### Direction a
Report only how many rows below contain the string "water", with case counting.

### Text excerpt
U.S. v. Robinson
Citation | 763 F.2d 778 |
Decision Date | 31 May 1985 |
Docket Number | 84-5141 and 84-5158,Nos. 84-5140,s. 84-5140 |
Parties | 17 Fed. R. Evid. Serv. 1434 UNITED STATES of America, Plaintiff-Appellee, v. Clarence Samuel ROBINSON (84-5140), Charles T. Cornett (84-5141), James Harold Coldiron (84-5158), Defendants-Appellants. |
Court | United States Courts of Appeals. United States Court of Appeals (6th Circuit) |
Otis Doan, Jr. (argued), Doan & Melvin, Harlan, Ky., for defendant-appellant in No. 84-5140.
Louis DeFalaise, U.S. Atty., Lexington, Ky., R. Michael Murphy (argued), for plaintiff-appellee.
William A. Young (argued), Greenebaum, Young, Treitz & Maggiolo, Frankfort, Ky., for defendant-appellant in No. 84-5141.
Arthur L. Brooks (argued), Lexington, Ky., for defendant-appellant in No. 84-5158.
Before LIVELY, Chief Judge, ENGEL, Circuit Judge, and CELEBREZZE, Senior Circuit Judge.
Defendants-appellants, Charles Cornett, James Coldiron, and Clarence Robinson, appeal from a jury verdict finding them guilty of violating Sections 1962(c) and 1962(d) of the Racketeer Influenced and Corrupt Organizations Act (RICO), 18 U.S.C. Secs. 1961-1968 (1982). On appeal, appellants individually and collectively raise numerous assignments of error. After careful consideration of each contention, we affirm.

### Direction b
Quote the passage of the court opinion above between "Arthur L. Brooks" and "contention, we affirm.", inclusive.

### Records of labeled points
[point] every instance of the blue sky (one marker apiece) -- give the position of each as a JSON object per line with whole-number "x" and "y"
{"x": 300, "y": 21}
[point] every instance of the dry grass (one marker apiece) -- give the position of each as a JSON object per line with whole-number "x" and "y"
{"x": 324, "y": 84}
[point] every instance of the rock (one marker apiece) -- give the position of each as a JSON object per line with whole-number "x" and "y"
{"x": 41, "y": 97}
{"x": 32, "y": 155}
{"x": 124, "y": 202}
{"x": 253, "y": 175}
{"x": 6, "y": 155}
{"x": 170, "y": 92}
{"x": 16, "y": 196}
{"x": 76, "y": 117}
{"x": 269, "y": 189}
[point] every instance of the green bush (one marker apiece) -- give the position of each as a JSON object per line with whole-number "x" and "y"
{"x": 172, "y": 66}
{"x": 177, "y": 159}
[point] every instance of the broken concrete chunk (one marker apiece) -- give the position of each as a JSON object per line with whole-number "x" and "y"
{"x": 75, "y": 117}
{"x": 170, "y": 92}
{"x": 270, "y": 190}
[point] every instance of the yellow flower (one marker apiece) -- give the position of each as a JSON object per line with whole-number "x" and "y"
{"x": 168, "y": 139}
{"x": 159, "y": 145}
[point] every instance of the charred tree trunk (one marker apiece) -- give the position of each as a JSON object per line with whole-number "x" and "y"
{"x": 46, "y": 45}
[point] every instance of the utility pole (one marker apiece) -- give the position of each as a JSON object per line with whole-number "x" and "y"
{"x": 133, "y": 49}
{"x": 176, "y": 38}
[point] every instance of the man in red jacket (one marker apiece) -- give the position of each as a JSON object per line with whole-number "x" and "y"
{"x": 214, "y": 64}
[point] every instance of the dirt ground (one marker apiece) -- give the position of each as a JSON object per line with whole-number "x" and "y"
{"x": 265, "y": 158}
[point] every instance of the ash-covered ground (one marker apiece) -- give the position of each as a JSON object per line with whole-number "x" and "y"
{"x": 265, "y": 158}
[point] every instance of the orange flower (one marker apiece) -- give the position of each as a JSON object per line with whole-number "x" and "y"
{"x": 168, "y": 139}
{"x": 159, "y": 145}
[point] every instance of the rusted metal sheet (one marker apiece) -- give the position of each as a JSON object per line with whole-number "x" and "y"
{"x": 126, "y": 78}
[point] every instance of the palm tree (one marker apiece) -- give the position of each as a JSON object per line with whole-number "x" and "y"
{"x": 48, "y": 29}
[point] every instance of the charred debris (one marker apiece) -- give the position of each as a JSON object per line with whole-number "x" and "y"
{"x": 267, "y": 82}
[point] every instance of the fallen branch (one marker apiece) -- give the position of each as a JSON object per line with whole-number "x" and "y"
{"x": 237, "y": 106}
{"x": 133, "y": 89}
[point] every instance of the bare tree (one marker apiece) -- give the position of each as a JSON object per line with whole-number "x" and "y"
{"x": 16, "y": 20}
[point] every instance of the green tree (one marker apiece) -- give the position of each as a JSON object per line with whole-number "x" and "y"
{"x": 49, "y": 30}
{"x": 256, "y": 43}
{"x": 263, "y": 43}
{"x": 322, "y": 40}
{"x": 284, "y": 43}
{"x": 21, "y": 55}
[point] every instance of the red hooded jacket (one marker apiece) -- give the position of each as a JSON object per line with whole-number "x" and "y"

...

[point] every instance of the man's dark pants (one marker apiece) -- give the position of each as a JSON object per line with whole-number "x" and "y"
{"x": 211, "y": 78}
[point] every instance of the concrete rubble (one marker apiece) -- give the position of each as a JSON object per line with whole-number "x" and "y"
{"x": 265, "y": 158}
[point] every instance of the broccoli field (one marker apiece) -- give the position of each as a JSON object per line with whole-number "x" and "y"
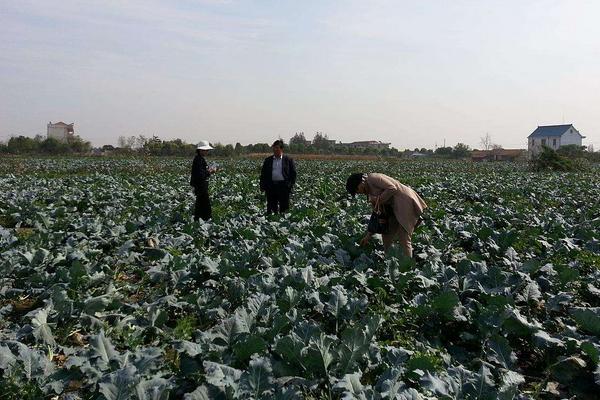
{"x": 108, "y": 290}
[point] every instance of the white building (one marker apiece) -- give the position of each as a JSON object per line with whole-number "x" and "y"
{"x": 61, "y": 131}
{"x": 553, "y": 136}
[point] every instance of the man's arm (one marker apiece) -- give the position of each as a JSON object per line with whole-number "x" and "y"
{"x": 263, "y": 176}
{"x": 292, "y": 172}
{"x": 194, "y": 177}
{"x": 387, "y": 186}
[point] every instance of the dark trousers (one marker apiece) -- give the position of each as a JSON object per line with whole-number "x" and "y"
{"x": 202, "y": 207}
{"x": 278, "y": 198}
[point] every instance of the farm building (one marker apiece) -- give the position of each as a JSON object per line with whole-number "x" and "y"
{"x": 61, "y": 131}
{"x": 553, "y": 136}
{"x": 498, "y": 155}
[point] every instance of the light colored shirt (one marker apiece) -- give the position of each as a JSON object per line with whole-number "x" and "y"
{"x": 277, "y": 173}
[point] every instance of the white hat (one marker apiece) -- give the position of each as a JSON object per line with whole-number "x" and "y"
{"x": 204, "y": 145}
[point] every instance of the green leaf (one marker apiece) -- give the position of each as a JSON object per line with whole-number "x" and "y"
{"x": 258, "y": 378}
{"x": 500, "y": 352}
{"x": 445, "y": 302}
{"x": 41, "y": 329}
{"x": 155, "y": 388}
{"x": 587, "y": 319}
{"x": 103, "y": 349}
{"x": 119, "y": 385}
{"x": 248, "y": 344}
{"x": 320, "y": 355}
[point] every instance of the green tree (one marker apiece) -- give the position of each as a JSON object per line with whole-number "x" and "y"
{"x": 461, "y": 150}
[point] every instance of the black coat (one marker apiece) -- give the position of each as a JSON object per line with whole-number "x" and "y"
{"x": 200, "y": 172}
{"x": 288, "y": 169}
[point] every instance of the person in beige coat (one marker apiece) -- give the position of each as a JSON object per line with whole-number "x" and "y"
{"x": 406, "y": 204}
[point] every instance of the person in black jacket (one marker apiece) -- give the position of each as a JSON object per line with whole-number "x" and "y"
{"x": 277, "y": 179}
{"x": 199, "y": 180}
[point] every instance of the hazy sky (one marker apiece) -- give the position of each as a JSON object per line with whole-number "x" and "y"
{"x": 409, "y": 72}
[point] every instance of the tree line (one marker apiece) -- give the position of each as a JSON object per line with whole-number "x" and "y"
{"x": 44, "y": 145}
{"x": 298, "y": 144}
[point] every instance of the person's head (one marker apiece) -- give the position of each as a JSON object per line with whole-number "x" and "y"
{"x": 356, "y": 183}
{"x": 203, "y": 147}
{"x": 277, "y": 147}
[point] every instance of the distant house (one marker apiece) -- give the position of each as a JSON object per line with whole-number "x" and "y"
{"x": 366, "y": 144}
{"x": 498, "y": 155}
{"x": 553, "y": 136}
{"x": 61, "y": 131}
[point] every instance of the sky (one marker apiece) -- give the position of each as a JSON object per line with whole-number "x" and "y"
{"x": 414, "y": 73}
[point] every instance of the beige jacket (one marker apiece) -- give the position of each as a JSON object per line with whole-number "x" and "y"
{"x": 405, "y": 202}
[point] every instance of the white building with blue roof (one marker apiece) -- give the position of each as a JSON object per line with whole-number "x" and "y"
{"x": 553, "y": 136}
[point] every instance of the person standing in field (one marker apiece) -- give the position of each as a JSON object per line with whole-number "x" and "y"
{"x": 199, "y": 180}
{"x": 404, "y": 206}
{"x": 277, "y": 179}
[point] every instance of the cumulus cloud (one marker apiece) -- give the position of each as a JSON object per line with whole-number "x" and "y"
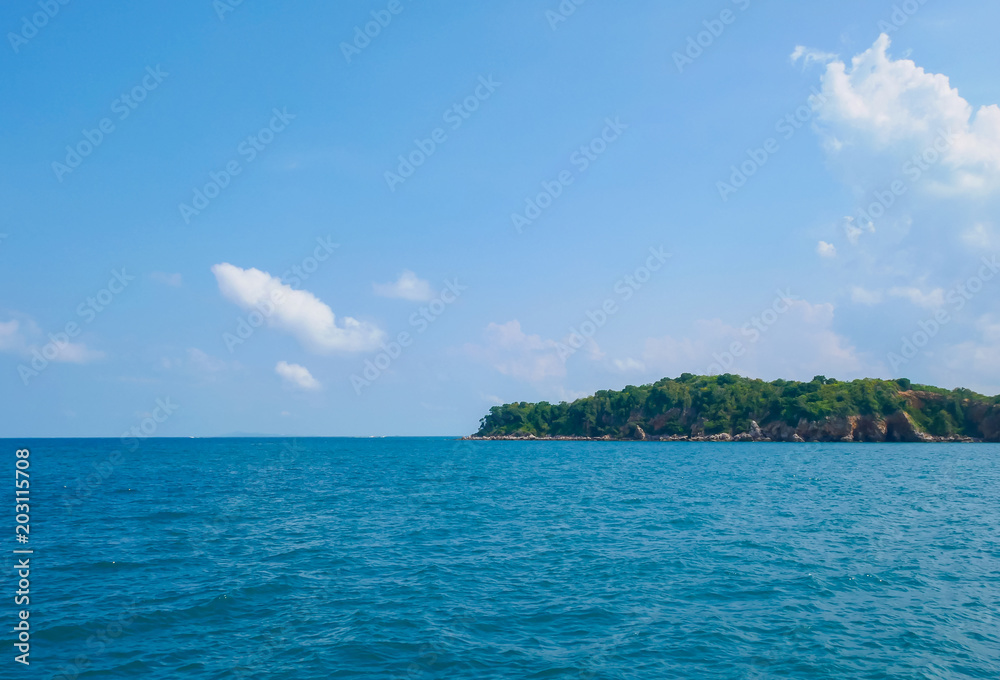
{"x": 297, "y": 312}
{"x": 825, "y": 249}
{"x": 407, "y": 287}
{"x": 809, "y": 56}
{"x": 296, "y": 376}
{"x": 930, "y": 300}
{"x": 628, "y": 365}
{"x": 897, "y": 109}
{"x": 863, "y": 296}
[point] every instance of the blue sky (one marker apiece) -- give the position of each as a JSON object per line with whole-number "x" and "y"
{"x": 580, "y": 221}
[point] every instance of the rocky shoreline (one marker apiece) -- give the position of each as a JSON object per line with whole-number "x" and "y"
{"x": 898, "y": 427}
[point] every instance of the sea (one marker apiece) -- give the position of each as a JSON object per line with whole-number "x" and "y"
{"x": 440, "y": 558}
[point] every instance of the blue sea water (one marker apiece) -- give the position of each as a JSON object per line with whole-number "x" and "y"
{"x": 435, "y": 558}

---

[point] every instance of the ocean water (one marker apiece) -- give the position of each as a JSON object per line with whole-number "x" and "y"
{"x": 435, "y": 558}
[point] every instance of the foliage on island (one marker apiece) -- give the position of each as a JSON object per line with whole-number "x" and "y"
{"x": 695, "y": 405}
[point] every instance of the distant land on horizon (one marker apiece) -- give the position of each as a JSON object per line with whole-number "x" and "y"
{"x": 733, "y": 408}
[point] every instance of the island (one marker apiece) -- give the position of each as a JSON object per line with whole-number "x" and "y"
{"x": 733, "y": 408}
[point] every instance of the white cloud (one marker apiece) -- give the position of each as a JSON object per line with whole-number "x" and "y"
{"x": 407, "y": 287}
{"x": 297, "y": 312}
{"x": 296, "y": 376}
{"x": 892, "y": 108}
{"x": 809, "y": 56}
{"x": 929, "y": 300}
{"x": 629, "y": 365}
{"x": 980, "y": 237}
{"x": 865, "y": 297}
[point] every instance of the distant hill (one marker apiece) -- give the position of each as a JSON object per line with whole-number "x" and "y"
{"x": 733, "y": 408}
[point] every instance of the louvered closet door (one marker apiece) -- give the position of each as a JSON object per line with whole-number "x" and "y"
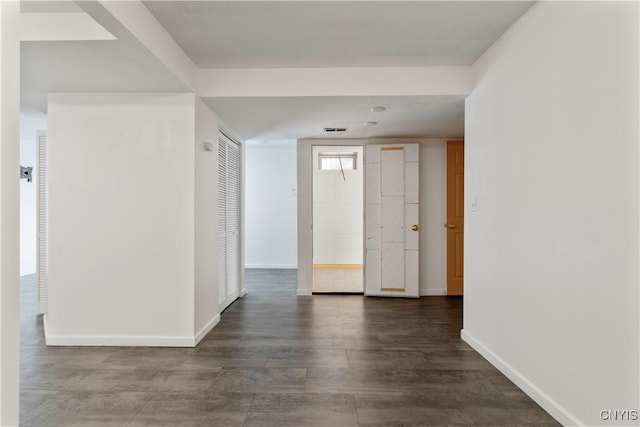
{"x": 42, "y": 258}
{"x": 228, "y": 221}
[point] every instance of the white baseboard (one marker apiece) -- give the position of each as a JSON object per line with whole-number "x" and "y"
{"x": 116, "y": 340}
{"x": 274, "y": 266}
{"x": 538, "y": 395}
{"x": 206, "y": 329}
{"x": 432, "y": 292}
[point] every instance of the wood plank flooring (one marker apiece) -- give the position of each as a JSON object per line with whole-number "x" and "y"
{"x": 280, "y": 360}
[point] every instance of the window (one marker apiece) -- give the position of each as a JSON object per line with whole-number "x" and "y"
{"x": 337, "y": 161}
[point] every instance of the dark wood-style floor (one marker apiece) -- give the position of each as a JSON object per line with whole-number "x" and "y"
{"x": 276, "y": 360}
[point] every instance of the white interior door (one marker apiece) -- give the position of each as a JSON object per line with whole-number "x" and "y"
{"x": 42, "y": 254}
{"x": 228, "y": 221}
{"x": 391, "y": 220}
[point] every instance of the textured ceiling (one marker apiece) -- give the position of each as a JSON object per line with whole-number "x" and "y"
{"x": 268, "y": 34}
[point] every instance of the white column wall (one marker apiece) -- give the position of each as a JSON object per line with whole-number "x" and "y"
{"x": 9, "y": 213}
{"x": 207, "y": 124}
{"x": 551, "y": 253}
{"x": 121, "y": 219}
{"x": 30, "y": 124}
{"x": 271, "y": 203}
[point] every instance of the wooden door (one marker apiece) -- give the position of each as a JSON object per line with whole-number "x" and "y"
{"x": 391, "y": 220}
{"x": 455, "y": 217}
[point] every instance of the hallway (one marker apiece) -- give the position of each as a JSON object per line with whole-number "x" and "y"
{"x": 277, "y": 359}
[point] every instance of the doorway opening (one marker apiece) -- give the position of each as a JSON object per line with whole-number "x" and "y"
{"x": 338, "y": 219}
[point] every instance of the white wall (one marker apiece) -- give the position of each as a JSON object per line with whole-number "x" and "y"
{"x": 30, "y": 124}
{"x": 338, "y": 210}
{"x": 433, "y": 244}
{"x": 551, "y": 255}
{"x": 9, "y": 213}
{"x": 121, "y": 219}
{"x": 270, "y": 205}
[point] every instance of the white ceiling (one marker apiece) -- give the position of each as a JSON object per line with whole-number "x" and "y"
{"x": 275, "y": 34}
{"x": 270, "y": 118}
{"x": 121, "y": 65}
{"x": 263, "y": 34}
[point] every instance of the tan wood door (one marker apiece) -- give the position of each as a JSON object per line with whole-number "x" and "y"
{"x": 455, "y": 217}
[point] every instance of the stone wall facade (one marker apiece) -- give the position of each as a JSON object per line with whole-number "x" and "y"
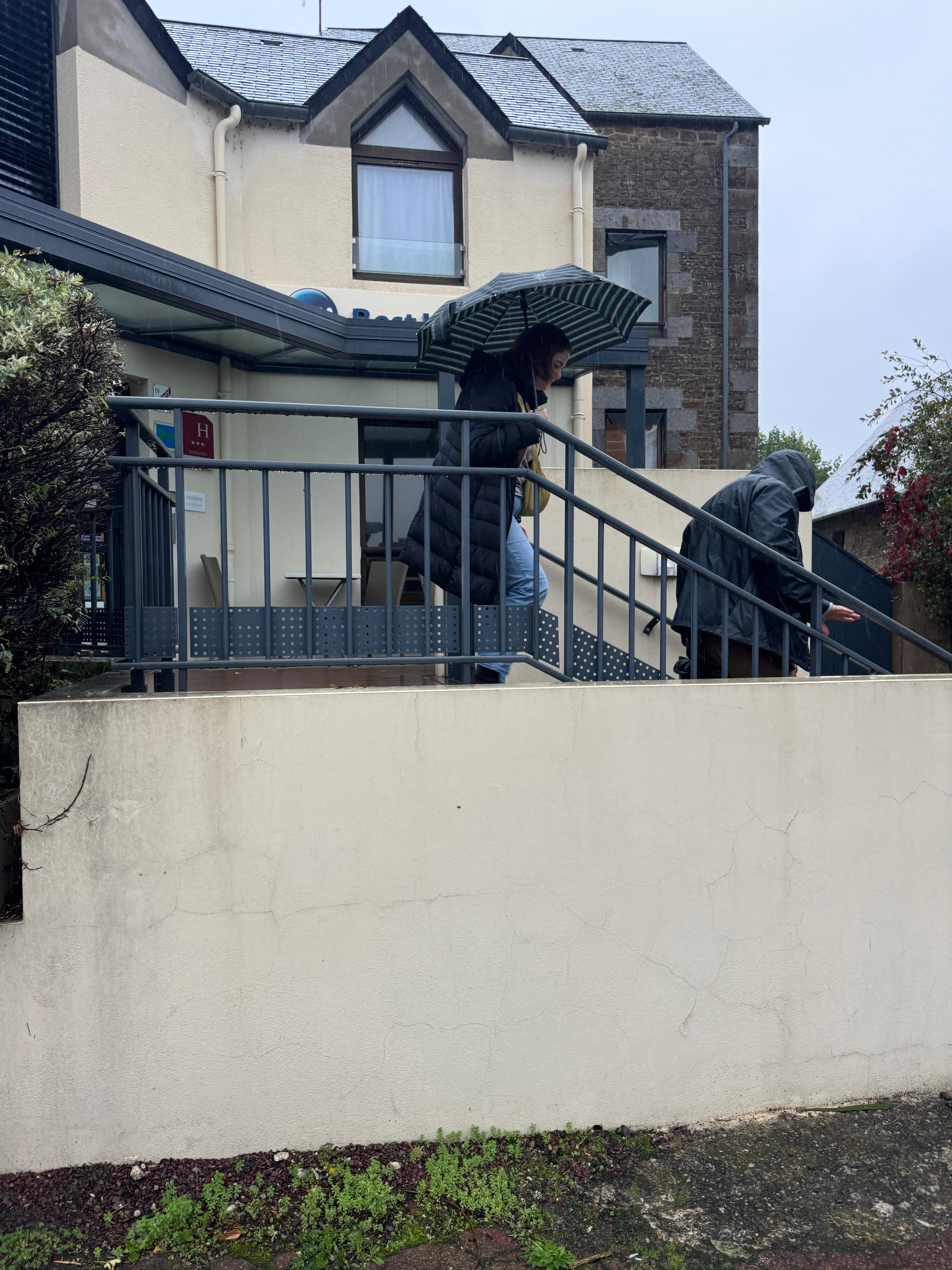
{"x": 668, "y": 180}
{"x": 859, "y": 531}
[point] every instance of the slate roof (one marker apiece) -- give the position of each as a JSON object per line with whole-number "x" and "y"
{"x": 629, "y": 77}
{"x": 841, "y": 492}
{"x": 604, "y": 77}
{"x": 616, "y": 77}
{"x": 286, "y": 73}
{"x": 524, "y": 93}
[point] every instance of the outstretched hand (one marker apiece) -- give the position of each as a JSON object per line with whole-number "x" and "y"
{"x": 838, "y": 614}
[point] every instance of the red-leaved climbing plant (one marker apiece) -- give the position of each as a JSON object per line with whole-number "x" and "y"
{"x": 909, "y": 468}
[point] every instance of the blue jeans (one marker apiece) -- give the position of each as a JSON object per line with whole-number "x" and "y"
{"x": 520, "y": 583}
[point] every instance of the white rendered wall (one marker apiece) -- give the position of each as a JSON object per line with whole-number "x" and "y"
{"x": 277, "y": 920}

### Worked answer a
2

### Worked answer b
Arthur L. Brooks (argued), Lexington, Ky., for defendant-appellant in No. 84-5158.
Before LIVELY, Chief Judge, ENGEL, Circuit Judge, and CELEBREZZE, Senior Circuit Judge.
Defendants-appellants, Charles Cornett, James Coldiron, and Clarence Robinson, appeal from a jury verdict finding them guilty of violating Sections 1962(c) and 1962(d) of the Racketeer Influenced and Corrupt Organizations Act (RICO), 18 U.S.C. Secs. 1961-1968 (1982). On appeal, appellants individually and collectively raise numerous assignments of error. After careful consideration of each contention, we affirm.